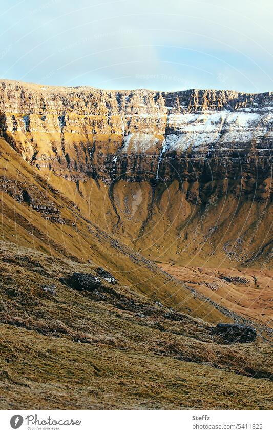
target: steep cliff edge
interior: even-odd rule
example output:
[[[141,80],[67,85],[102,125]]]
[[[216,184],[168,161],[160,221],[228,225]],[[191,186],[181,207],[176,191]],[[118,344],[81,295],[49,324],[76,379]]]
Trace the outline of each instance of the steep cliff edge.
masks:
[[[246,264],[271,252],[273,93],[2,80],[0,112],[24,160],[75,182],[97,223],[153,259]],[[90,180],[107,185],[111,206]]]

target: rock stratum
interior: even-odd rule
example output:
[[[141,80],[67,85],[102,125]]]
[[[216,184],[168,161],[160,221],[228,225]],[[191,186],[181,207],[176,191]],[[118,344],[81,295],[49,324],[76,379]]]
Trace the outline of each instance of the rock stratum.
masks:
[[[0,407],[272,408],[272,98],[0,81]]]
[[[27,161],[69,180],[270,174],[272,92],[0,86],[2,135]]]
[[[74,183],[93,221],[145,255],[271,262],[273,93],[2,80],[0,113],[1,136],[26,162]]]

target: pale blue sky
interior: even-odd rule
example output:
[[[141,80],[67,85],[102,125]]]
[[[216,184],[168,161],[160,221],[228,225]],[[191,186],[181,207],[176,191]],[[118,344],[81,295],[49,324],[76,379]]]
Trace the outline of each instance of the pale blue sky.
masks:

┄┄┄┄┄┄

WRITTEN INSTRUCTION: Copy out every line of the items above with no changes, leaving out the pictures.

SOLVED EXERCISE:
target: steep cliff edge
interior: even-odd rule
example output:
[[[141,80],[67,85],[102,125]]]
[[[216,184],[168,161],[160,221],[228,225]],[[191,186],[181,207],[176,191]],[[118,344],[81,295],[49,324],[76,379]]]
Trace the outline of each instance of the steep cliff edge.
masks:
[[[246,264],[271,252],[273,93],[2,80],[0,112],[24,160],[75,182],[97,223],[153,259]],[[90,180],[107,185],[111,206]]]

target: rock stratum
interior: even-odd rule
example output:
[[[141,80],[67,85],[102,125]]]
[[[216,184],[168,161],[160,221],[228,225]],[[191,186],[181,207],[176,191]],[[118,344],[81,295],[49,324],[76,379]]]
Trace the outline of each instance of the rock stratum.
masks:
[[[0,407],[272,408],[272,98],[0,81]]]
[[[27,161],[69,180],[270,174],[272,92],[0,86],[2,135]]]
[[[74,183],[93,221],[145,255],[271,262],[273,93],[2,80],[0,113],[1,136],[26,162]]]

target: pale blue sky
interior: even-odd rule
example output:
[[[141,80],[67,85],[102,125]]]
[[[216,184],[168,161],[160,221],[228,225]],[[191,186],[181,207],[176,191]],[[118,344],[81,295],[49,324],[76,379]]]
Trace the outline of each instance of the pale blue sky.
masks:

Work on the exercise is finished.